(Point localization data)
- - -
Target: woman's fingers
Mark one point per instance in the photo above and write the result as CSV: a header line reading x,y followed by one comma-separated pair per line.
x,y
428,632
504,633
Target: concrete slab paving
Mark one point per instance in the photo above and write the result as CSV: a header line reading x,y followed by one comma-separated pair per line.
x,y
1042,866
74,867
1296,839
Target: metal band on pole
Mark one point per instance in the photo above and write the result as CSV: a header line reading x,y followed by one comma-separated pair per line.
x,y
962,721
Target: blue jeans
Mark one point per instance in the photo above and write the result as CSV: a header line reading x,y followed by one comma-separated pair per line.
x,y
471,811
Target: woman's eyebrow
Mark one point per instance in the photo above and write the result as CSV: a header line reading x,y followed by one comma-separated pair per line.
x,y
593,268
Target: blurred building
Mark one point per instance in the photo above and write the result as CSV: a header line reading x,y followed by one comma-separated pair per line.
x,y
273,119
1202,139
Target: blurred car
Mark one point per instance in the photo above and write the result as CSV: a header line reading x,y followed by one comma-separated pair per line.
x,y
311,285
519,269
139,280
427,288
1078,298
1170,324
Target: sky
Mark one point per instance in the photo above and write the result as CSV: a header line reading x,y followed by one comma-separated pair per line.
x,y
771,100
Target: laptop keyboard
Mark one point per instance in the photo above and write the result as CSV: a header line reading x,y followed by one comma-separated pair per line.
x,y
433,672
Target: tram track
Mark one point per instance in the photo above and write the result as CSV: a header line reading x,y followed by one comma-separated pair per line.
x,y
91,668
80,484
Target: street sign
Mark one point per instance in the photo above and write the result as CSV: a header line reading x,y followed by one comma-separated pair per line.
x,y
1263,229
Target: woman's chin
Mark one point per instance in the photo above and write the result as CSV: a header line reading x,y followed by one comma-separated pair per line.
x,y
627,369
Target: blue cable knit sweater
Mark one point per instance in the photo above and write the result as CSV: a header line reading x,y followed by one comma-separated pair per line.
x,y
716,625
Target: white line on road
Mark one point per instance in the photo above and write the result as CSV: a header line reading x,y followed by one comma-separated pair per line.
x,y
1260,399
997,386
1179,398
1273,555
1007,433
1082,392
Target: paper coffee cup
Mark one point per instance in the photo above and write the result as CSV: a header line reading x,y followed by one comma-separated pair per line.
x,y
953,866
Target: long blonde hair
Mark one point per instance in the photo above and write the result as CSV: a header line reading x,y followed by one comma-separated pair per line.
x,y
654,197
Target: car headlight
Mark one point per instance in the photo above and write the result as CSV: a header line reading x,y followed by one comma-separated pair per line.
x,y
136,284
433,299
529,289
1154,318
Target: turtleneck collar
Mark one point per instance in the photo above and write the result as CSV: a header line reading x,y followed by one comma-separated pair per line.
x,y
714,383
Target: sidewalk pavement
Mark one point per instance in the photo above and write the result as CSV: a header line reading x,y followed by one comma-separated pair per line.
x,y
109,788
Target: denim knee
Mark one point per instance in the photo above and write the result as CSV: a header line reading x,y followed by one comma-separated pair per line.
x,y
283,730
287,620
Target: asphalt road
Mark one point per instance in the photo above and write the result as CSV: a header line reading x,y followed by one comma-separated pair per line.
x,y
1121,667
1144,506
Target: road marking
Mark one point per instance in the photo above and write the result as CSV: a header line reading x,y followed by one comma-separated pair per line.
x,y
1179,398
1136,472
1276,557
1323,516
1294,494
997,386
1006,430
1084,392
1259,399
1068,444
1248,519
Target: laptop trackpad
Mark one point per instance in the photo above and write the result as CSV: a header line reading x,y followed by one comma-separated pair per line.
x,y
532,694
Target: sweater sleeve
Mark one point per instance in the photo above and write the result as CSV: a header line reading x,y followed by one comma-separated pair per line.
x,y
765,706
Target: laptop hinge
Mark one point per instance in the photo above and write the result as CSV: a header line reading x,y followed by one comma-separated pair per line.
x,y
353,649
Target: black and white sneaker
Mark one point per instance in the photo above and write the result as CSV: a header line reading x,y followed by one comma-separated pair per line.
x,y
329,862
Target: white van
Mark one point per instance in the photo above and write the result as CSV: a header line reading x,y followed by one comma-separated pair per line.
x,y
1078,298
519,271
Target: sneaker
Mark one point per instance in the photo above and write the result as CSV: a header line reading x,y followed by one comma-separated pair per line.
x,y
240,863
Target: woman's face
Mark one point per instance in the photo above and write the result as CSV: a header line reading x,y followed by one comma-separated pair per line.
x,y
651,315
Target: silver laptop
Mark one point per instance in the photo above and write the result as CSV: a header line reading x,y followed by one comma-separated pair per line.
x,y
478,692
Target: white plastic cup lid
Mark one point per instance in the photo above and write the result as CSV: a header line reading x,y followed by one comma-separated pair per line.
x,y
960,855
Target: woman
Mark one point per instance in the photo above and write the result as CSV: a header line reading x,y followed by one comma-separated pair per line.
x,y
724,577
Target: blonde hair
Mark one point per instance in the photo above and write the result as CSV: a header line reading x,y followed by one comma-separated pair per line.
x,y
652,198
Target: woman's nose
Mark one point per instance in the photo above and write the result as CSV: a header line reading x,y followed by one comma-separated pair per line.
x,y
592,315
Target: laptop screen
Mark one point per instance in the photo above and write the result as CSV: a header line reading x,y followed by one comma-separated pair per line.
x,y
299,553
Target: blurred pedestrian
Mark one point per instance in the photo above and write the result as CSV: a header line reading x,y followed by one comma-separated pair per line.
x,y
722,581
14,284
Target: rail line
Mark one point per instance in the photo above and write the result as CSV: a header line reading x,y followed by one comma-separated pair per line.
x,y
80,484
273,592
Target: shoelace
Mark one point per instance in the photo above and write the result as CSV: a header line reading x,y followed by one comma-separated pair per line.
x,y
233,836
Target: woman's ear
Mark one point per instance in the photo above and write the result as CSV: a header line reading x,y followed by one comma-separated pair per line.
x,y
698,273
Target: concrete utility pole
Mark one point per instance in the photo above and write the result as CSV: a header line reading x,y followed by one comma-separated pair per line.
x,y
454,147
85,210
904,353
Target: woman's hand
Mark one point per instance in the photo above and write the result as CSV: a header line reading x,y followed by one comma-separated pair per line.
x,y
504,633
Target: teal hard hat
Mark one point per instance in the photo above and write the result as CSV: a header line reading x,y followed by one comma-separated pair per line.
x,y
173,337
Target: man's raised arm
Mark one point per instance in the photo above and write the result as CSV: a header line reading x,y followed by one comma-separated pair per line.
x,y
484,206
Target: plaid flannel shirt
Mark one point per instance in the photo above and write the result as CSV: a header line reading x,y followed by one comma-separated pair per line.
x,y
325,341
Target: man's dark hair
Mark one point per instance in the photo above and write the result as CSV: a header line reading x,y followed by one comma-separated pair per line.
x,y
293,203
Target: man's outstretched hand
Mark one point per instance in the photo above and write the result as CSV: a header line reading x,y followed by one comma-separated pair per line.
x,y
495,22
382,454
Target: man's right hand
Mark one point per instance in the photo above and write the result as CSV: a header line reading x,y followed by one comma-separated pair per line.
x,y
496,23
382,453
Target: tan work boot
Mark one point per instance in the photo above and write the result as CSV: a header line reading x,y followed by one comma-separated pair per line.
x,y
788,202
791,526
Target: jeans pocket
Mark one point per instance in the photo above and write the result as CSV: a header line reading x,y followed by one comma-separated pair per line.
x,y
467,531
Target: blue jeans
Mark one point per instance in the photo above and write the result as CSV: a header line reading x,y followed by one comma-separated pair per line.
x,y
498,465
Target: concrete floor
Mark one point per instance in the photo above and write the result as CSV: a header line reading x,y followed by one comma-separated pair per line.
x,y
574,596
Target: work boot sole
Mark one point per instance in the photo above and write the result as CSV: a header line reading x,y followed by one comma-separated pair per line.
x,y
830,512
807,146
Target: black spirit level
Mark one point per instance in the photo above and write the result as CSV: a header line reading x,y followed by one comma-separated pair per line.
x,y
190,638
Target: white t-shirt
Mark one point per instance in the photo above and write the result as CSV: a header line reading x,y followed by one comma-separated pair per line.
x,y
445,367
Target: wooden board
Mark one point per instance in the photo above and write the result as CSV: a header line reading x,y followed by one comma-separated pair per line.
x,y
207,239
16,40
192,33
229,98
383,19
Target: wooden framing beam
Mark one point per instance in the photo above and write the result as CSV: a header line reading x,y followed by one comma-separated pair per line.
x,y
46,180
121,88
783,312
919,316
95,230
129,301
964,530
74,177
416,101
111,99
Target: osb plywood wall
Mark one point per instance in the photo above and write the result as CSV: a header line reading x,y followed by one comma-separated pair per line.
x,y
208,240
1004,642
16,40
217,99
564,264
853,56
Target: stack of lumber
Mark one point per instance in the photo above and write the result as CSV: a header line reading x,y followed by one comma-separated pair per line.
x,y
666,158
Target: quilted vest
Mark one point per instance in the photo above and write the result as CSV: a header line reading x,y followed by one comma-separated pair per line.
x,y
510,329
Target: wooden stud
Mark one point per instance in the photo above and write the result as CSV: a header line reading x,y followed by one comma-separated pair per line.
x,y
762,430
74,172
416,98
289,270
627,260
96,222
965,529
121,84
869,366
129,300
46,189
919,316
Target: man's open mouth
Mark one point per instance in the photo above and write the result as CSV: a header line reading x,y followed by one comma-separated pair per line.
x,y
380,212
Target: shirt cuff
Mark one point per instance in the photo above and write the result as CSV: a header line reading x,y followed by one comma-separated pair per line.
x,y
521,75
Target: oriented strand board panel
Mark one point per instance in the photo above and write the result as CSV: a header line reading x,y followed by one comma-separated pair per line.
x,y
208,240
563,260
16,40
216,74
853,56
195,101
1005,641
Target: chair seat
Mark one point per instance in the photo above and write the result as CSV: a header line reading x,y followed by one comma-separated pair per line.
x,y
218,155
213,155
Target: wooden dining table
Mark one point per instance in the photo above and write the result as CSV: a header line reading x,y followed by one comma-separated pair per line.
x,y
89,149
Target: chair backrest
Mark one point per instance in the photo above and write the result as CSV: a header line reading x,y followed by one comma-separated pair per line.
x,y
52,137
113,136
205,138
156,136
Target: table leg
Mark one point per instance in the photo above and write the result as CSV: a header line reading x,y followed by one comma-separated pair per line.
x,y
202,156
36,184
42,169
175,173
- - -
What is the number of lines above that hold the word "boot"? Answer with that number alone.

2